From the listing below, copy only the lines from the one containing "For every instance of the yellow" through the end of the listing, including both of those lines and the instruction lines. Offset every point coordinate by adding 72 to each number.

▶ ENTRIES SUPPLIED
□ □ □ □ □
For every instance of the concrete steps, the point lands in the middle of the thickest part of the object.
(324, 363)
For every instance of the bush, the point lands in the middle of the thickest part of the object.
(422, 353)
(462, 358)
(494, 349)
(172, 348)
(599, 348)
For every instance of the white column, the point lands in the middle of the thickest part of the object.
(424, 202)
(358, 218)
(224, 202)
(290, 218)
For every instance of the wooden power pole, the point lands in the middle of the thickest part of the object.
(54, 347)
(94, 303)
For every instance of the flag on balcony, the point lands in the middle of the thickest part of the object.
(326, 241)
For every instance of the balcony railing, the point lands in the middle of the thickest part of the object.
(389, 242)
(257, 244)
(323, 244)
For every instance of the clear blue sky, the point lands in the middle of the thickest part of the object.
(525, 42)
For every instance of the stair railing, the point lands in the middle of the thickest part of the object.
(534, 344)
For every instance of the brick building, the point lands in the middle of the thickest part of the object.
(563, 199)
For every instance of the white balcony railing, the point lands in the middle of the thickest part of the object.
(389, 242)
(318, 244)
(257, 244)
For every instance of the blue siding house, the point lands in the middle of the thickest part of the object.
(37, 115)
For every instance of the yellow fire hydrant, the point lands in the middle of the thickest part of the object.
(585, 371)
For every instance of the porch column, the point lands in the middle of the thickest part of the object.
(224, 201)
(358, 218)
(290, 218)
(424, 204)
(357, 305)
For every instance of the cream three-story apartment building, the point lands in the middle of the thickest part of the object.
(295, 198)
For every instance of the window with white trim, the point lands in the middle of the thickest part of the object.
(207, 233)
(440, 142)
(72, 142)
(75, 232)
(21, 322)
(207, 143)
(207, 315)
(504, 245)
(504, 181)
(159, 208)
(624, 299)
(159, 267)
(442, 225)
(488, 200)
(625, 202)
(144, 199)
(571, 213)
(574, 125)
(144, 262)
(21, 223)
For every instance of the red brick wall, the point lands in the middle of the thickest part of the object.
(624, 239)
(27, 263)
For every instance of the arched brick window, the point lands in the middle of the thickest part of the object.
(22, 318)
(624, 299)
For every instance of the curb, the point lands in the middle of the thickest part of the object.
□ □ □ □ □
▶ RESPONSE
For every instance of the yellow fire hydrant, the point lands in the middle of the thickest part of the object.
(657, 443)
For every instance of the porch column, the point lands in the middle of the thickest part of the object.
(296, 273)
(430, 290)
(362, 290)
(496, 276)
(429, 377)
For every instance of the cream three-story apartment building, the point lands in the middle of the thickest part of the object.
(367, 270)
For every instance of the window with white trim, the point lands in the middle of the thickest part of the object.
(279, 305)
(512, 214)
(144, 214)
(147, 304)
(93, 394)
(279, 215)
(279, 387)
(576, 317)
(576, 253)
(231, 280)
(696, 371)
(231, 339)
(514, 297)
(560, 272)
(697, 274)
(216, 271)
(643, 285)
(646, 197)
(216, 334)
(93, 295)
For every instance of the red brick wall, the point lands in the middle of the thickest part of the object.
(696, 311)
(99, 335)
For every instance of the arched brick window, the point lands in the middle of the thickest part of the object.
(94, 390)
(696, 371)
For every instance of the curb, the point lands in the middle of the thickest part of the object.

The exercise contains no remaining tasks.